▶ _Provided material_:

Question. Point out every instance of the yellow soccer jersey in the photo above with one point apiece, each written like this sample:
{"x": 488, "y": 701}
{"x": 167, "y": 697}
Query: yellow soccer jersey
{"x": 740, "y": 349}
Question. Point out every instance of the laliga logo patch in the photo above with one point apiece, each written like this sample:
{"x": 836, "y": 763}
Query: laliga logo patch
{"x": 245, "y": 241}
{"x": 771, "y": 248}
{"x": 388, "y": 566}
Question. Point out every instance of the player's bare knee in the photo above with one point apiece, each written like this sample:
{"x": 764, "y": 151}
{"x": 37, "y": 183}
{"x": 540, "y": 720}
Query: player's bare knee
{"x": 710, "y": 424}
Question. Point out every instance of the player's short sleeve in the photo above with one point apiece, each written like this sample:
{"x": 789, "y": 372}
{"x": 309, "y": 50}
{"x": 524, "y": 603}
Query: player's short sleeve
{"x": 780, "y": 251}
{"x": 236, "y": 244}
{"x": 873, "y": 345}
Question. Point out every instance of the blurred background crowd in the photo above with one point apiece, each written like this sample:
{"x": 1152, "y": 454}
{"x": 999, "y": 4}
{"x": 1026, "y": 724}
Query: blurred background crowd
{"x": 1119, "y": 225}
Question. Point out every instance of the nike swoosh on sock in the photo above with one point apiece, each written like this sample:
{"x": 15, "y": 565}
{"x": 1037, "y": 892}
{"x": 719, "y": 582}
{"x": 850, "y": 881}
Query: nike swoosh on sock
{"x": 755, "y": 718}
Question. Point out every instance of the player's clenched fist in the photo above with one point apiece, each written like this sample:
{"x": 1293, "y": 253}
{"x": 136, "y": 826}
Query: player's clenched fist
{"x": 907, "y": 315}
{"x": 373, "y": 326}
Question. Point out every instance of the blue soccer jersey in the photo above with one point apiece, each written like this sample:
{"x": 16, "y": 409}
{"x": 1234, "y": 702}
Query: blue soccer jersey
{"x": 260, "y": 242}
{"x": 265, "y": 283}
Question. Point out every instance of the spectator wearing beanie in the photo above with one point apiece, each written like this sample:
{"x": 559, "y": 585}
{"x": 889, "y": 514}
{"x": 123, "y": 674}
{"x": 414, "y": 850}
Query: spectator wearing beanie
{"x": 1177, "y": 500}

▶ _Work to do_: Please reproduce all of the records above word for word, with no changes.

▶ _Worked answer_:
Question. Point out every instance of the yellow soccer jersey in the photo above with one point apiece, each written like this sample:
{"x": 488, "y": 701}
{"x": 167, "y": 697}
Query: yellow soccer jersey
{"x": 740, "y": 349}
Question. Point out every instance of the laliga logo patch in the photo above with one point apiece, each written like this sample:
{"x": 836, "y": 763}
Query: laliga logo patch
{"x": 245, "y": 241}
{"x": 771, "y": 248}
{"x": 388, "y": 566}
Question. Point out every instance of the player's bare knee in the photo above with one point apiece, each written like this sample:
{"x": 764, "y": 151}
{"x": 37, "y": 183}
{"x": 540, "y": 720}
Query: player's bare knee
{"x": 710, "y": 424}
Question. Point out every instance of the player's short sleeve in the photo above with one point apiece, each written like this sample:
{"x": 789, "y": 372}
{"x": 309, "y": 50}
{"x": 524, "y": 603}
Query: player's short sleeve
{"x": 780, "y": 251}
{"x": 236, "y": 244}
{"x": 873, "y": 345}
Question. Point out every instance of the blurred background crowd in the photo above with one point apiece, each written like this sample:
{"x": 1152, "y": 454}
{"x": 999, "y": 4}
{"x": 1026, "y": 724}
Query: blurred background crowd
{"x": 1119, "y": 225}
Question. Point out every instance of the nike swoosh on sock in the photo above with one point apiece, each written like this sample:
{"x": 15, "y": 565}
{"x": 1037, "y": 892}
{"x": 719, "y": 582}
{"x": 850, "y": 881}
Query: nike swoosh on sock
{"x": 755, "y": 718}
Question. Point out every instance of the player's clenched fist in the photo above with one point apiece, each written like this sample:
{"x": 1293, "y": 253}
{"x": 136, "y": 826}
Query: player's clenched fist
{"x": 907, "y": 315}
{"x": 373, "y": 326}
Question. Point out every instance of the blue soccer jersey in the photo above with one point apiece, each written like this sample:
{"x": 16, "y": 409}
{"x": 1234, "y": 702}
Query: blue soccer jersey
{"x": 260, "y": 242}
{"x": 265, "y": 283}
Question. Point out every instance of the spectator wearing beanie in the photo above with one point apiece, each written like this sample:
{"x": 559, "y": 585}
{"x": 889, "y": 514}
{"x": 123, "y": 674}
{"x": 414, "y": 850}
Query: spectator wearing beanie
{"x": 1177, "y": 500}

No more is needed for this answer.